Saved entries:
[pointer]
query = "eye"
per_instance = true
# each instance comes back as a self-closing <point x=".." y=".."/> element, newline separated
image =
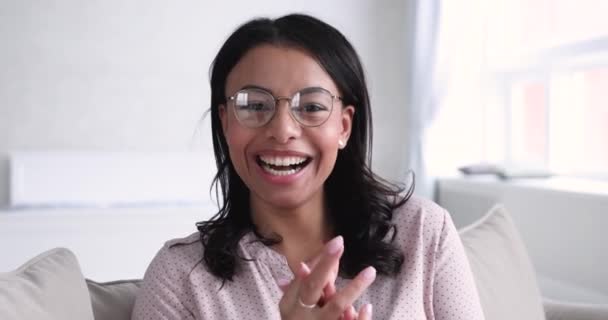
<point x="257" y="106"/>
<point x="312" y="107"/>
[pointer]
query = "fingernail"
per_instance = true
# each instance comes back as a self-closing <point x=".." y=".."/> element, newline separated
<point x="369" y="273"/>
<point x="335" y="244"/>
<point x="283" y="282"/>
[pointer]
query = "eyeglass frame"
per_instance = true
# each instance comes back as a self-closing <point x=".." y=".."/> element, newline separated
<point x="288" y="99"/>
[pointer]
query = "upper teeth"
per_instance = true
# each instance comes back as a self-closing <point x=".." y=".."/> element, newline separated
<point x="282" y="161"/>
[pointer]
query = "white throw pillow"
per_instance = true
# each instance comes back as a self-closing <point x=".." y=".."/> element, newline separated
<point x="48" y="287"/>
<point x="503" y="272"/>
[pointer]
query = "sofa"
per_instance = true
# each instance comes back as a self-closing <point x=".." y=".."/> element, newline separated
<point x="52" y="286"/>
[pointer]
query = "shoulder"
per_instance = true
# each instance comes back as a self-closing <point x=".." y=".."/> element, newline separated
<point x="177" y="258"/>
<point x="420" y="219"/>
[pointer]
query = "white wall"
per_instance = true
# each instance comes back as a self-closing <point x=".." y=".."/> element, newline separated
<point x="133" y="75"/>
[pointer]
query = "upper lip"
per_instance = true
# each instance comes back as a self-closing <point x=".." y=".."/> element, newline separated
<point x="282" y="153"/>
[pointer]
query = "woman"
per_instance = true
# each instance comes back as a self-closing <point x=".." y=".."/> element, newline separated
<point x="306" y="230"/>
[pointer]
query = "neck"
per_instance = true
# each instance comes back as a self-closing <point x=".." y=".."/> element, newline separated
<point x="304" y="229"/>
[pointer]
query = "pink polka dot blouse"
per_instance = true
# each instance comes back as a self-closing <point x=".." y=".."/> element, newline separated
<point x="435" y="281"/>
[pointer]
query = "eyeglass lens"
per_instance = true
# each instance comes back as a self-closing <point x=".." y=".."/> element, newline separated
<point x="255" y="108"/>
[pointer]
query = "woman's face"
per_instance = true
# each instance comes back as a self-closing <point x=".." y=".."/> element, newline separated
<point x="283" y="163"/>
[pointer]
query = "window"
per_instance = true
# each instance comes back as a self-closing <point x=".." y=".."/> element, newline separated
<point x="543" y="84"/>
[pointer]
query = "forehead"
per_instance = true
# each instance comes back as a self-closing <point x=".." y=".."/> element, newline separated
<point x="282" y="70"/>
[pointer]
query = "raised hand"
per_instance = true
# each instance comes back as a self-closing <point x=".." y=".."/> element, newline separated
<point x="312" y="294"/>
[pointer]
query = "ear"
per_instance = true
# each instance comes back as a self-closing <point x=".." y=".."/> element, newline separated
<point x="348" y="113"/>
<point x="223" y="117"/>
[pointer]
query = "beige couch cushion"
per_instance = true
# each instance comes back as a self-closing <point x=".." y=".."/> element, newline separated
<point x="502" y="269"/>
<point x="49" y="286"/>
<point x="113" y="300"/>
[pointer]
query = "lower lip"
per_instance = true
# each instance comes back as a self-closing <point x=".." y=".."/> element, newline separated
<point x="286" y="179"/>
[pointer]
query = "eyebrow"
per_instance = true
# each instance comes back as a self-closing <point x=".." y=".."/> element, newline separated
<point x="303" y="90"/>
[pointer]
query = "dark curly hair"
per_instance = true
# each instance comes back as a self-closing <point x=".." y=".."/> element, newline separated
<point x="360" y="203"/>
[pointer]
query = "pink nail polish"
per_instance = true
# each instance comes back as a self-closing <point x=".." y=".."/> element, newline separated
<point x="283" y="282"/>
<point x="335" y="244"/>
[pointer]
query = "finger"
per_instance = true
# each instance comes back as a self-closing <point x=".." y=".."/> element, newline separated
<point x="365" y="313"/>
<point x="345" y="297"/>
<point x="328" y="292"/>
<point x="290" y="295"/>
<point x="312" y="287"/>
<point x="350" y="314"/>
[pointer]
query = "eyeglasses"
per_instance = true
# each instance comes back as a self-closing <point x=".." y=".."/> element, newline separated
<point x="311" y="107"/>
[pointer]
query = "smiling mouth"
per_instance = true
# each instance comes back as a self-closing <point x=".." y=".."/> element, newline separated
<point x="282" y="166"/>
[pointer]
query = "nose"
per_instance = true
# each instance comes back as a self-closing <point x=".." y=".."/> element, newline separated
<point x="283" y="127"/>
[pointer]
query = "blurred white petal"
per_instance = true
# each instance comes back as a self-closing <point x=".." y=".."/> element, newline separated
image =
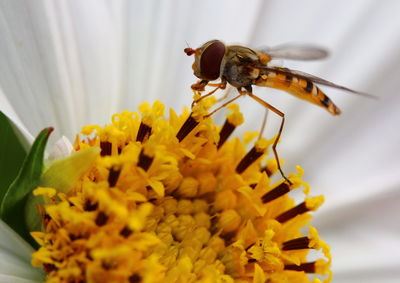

...

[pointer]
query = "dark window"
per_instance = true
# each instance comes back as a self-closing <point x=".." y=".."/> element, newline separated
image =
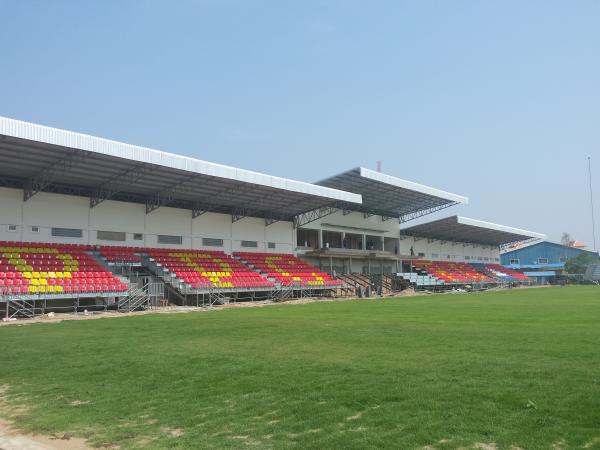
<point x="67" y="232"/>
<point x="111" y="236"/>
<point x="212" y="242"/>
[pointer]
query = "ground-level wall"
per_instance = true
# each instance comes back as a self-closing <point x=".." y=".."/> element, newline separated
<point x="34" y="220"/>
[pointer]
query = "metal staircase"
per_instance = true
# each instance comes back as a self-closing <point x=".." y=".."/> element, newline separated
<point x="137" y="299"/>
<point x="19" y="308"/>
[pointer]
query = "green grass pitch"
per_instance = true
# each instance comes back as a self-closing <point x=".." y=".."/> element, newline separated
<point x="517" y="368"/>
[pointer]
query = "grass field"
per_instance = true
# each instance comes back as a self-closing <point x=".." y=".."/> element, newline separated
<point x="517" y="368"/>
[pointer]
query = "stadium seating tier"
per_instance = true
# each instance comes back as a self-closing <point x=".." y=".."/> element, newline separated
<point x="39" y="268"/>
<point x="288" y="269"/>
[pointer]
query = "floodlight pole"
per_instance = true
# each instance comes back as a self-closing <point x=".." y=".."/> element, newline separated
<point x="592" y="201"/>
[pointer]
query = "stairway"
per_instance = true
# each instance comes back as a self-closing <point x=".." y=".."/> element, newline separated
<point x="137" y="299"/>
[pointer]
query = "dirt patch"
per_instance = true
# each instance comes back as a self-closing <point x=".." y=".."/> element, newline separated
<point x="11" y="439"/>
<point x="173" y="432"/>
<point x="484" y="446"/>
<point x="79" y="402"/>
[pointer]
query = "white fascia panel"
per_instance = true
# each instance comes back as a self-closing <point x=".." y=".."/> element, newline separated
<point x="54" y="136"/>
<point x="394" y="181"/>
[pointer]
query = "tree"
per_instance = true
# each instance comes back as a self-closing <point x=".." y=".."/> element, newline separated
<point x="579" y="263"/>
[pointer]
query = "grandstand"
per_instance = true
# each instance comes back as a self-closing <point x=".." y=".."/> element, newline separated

==

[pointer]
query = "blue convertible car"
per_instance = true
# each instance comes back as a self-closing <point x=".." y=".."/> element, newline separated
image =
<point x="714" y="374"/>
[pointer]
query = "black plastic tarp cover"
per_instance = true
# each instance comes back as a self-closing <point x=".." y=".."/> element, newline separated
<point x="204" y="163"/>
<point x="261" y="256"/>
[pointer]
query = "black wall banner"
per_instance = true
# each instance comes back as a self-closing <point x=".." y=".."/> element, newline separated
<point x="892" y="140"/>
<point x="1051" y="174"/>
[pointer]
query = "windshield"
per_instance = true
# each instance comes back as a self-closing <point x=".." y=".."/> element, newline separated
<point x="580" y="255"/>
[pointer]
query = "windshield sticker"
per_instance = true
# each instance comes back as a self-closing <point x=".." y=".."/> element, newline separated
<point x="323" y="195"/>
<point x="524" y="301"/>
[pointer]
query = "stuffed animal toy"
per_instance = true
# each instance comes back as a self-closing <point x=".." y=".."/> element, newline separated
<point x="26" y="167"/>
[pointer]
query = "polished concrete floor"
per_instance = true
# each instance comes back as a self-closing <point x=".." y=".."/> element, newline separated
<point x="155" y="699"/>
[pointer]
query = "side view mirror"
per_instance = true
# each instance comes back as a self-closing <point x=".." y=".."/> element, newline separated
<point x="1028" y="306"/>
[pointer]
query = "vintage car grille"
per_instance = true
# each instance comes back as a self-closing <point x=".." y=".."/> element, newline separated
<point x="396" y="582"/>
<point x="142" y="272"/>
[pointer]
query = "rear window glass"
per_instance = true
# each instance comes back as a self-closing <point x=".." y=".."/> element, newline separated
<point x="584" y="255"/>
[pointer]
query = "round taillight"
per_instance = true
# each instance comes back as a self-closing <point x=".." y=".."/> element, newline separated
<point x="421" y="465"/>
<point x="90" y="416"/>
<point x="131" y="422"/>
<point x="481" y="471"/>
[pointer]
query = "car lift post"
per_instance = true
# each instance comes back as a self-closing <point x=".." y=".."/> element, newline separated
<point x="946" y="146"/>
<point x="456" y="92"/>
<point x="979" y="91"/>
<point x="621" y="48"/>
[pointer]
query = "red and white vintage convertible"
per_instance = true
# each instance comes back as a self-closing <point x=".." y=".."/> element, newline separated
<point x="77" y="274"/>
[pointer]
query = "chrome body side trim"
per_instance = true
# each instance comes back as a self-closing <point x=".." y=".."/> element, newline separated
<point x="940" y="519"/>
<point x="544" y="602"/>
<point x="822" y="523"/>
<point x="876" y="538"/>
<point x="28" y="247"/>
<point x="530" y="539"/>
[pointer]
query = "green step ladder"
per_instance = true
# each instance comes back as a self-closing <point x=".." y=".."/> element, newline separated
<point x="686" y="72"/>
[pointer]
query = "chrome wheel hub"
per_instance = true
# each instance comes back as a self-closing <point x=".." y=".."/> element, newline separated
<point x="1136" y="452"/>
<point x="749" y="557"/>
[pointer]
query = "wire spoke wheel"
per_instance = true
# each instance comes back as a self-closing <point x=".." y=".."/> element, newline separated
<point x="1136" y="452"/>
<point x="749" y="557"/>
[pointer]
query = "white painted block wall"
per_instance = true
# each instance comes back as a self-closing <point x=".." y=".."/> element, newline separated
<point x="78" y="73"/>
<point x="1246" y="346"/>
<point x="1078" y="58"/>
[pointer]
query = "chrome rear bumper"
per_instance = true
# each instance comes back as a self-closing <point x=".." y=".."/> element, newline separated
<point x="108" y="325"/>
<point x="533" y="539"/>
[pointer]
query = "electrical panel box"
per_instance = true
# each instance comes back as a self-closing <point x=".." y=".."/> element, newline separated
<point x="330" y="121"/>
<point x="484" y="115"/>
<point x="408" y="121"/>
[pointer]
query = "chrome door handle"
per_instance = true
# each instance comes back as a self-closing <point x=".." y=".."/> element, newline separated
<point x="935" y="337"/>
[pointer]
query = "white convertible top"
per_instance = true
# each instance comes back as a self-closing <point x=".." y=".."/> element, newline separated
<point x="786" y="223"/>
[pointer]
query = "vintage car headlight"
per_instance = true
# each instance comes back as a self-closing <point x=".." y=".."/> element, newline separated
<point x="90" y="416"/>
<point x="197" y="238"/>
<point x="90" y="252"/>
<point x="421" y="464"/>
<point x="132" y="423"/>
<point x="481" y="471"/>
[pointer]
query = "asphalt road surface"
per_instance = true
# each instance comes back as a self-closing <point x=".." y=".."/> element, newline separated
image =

__Task requirements__
Tally the lines of the material above that contain the word "white", and give only that number.

__Solution__
7